### RECORDED DATA

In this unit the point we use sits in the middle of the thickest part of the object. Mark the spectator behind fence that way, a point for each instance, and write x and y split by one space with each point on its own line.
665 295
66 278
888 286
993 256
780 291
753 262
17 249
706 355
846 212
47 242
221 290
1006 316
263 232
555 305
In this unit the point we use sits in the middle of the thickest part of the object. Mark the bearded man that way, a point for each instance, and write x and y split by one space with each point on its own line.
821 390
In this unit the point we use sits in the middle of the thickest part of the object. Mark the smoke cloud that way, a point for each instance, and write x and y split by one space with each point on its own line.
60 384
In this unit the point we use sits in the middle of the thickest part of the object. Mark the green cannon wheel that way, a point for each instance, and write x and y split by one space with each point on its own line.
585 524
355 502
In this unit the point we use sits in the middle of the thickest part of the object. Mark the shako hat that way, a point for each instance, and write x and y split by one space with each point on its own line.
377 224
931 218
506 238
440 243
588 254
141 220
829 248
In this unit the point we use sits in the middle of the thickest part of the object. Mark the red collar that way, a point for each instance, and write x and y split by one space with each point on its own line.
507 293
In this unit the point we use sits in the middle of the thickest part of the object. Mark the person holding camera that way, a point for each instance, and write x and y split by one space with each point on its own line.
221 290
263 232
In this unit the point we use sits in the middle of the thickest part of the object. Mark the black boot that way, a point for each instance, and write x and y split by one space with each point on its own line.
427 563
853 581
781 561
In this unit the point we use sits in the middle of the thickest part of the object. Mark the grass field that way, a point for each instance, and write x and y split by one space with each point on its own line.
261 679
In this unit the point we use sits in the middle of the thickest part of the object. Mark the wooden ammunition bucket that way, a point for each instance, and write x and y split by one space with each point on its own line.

### THE REQUEST
Send back all of the entries exactly, with nothing missing.

### ANSWER TO THE PROBLEM
In this unit the point we use sits in the middle of the thickest part of the object. Mark the spectator behind fence that way, a point for each instance, and write x and y split by one space with each point on its own line.
665 295
66 278
888 286
993 256
780 291
753 262
17 249
706 355
846 212
47 242
221 290
1006 316
263 232
555 305
In this unit the point we use sits in the middle of the thickest part of the object. Mark the bearded man that way, a point for each instance, and write x and y split by one space with each point on its own line.
821 390
In this unit the point we use sits in the middle of the thickest part of the object. Mark the smoke cloud that way, a point for each instance, and write x and y split by one space with each point on its own line.
60 384
In this unit the point we use sits in the middle of the thickest part of the object. Mark the green cannon wheel that way, a point for each instance, and write x and y split by one space with each point on its own line.
585 524
355 502
In this unit the point we use sits in the middle of the thickest part of the object. Mark the shako hat that way, a point for each instance, and write x and y split by one space with each point on its own line.
377 224
931 218
506 238
440 243
588 254
141 220
829 248
In this unit the point we use sits in the middle of the thickest part of the object. Mark the red collar that way, a point for each instance, and write x and y split by one space with each point on its own line.
507 293
In this unit the point we use sits in the middle of the thickest part of the object. Mark the person holding camera that way, a point for each instance, and write x and y split by one space with each point on its own line.
221 290
263 232
In this unit the point we use sits in the middle of the thickest part of the object. Mark the black boot that way, a point for each instance, and write x and y split by one space with each point on its own line.
427 563
853 581
781 561
In this unit the point we use sits in the middle of the thickest part of the object. Mark the grass field that way, a point for each instance, and write x and y split by one space with each point on its own line.
261 679
In this unit the point we use sits in the middle of the thickest part of the object. Mark the wooden ammunition bucket that way, a point for each instance, and write x and y split by one space with each point on its own line.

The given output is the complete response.